* EXERCISE TEXT
---+---

There are very few people in the UK who really know for themselves what a difference PrEP can make to all our lives – and I’m one of them.
I know how easily Pre-Exposure Prophylaxis (PrEP), an HIV prevention drug, can be integrated into everyday life – because I’m taking it as part of the PROUD trial here in the UK.
I was born 10 years after the outbreak of HIV and wasn’t sexually active until 16 years later. But the virus haunted my upbringing. Knowing I was gay, I was raised in the lingering shadow of this fear. HIV is still here and still real.
My own PrEP journey began at a regular check-up in the summer of 2013. The doctor asked – on reviewing my notes and on my admission that I’d had unprotected sex at least once in past three months – if I would be interested in taking part in a research trial for PrEP. It doesn’t take much, as far as PrEP is concerned, to be categorised ‘high risk’.
It took me some months to feel truly comfortable with that decision; admitting the risks I was taking and agreeing to what seemed a fairly intensive preventative trial.
But my confidence grew, and that embarrassment soon turned to pride, especially when favourable results started to come through, and it became increasingly apparent PrEP was groundbreaking.

---+---

[Stored data entries]
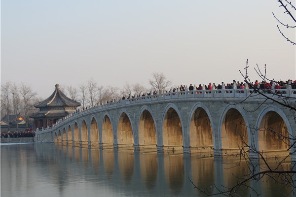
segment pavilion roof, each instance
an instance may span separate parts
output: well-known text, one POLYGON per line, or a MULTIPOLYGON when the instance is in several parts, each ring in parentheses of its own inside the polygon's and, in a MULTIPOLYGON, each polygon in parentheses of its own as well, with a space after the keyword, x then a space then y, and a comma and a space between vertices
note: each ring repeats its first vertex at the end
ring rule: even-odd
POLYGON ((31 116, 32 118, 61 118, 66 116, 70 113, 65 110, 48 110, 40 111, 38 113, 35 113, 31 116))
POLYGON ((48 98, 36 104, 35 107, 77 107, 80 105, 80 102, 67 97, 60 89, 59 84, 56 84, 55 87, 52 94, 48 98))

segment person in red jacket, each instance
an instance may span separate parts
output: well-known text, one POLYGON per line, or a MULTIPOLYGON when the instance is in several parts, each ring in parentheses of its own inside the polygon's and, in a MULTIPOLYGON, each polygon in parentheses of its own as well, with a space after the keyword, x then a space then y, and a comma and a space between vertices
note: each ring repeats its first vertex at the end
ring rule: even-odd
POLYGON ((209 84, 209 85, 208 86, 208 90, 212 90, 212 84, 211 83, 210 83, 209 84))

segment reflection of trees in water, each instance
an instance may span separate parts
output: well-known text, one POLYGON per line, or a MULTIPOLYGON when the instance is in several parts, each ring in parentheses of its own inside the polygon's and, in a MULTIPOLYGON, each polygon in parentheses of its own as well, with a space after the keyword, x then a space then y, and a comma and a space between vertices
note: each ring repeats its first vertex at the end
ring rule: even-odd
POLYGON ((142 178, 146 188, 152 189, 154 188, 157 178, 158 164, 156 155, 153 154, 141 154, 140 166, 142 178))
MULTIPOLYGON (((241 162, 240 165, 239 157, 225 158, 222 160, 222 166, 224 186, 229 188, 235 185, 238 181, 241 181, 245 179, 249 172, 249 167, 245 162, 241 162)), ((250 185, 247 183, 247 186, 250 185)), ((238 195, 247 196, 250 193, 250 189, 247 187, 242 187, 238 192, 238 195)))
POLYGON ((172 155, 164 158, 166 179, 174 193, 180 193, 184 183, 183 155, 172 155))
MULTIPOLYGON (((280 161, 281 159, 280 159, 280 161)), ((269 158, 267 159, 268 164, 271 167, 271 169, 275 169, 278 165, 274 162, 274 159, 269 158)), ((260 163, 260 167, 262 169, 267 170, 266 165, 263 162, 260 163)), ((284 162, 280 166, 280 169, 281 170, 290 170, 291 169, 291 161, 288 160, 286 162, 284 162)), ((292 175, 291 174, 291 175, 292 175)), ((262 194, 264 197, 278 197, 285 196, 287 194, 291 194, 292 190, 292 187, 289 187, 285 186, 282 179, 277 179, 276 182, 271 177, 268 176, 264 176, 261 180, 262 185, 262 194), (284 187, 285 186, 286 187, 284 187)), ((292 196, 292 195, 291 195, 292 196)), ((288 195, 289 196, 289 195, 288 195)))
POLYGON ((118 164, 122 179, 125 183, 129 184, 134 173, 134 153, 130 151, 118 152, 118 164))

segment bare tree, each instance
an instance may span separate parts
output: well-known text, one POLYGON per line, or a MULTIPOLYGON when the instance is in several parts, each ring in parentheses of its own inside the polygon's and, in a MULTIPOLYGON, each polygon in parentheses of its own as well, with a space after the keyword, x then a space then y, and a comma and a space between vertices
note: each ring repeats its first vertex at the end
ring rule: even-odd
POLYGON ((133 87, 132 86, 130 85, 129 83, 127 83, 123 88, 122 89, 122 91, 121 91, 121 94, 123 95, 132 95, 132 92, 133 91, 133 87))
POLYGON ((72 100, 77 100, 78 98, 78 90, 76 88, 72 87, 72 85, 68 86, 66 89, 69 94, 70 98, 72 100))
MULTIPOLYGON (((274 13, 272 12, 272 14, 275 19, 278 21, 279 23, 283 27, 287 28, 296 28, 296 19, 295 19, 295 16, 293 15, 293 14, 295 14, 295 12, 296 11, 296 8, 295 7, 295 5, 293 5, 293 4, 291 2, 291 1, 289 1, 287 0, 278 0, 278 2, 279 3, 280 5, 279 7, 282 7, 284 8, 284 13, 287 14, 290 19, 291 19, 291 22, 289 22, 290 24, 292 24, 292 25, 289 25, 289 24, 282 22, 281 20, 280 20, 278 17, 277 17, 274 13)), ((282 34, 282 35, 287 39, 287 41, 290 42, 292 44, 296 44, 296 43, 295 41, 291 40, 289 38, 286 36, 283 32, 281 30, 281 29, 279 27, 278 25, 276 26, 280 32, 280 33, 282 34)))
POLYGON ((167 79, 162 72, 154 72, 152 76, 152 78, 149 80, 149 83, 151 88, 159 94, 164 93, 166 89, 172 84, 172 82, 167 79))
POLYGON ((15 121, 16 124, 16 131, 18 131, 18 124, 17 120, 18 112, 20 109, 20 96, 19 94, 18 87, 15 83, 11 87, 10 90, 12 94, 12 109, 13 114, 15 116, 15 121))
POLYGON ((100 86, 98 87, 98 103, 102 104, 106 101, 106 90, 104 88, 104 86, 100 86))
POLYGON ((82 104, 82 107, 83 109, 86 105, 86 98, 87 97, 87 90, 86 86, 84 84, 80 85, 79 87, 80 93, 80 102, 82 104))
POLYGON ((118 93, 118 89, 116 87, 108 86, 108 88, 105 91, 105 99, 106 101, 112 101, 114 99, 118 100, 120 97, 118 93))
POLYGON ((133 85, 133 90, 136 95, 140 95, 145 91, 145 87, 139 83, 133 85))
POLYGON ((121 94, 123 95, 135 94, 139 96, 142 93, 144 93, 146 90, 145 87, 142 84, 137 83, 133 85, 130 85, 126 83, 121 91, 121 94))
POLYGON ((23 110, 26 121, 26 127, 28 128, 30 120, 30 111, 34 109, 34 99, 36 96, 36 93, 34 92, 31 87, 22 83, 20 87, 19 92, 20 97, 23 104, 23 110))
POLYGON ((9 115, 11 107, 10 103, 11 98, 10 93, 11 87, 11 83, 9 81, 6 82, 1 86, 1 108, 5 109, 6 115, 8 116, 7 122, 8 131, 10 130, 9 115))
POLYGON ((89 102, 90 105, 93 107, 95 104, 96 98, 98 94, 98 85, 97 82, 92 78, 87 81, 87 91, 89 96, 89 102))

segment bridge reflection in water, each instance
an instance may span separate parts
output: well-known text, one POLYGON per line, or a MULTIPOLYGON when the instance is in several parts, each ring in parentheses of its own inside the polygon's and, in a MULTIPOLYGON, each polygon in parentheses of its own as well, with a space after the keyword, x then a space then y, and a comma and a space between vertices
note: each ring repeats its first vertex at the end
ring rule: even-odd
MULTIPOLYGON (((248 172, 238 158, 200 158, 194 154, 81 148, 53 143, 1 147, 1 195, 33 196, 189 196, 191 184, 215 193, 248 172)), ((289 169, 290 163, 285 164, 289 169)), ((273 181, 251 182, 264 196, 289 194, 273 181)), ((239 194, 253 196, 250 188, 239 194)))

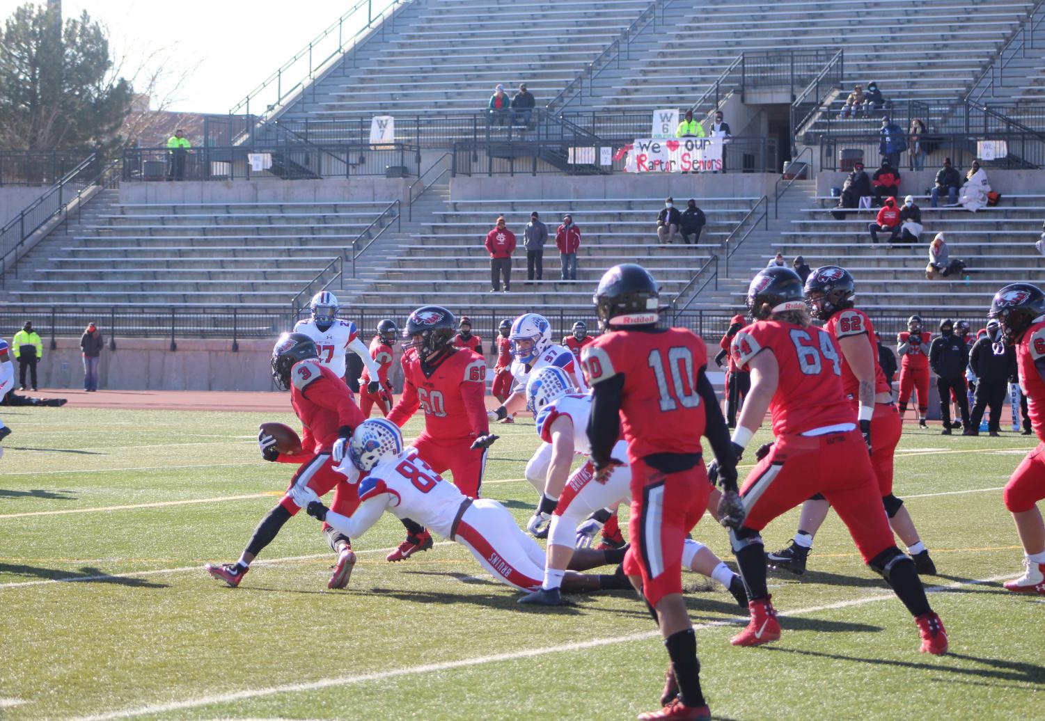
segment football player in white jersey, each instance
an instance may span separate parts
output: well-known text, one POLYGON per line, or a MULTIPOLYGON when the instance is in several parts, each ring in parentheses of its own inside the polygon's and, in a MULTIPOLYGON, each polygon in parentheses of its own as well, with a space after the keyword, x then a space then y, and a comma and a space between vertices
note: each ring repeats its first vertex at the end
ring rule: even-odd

---+---

* EXERCISE
Repeat word for word everything in the PrEP text from "There are very" down to "categorised ‘high risk’.".

* EXERCISE RESPONSE
There are very few people in the UK who really know for themselves what a difference PrEP can make to all our lives – and I’m one of them.
I know how easily Pre-Exposure Prophylaxis (PrEP), an HIV prevention drug, can be integrated into everyday life – because I’m taking it as part of the PROUD trial here in the UK.
I was born 10 years after the outbreak of HIV and wasn’t sexually active until 16 years later. But the virus haunted my upbringing. Knowing I was gay, I was raised in the lingering shadow of this fear. HIV is still here and still real.
My own PrEP journey began at a regular check-up in the summer of 2013. The doctor asked – on reviewing my notes and on my admission that I’d had unprotected sex at least once in past three months – if I would be interested in taking part in a research trial for PrEP. It doesn’t take much, as far as PrEP is concerned, to be categorised ‘high risk’.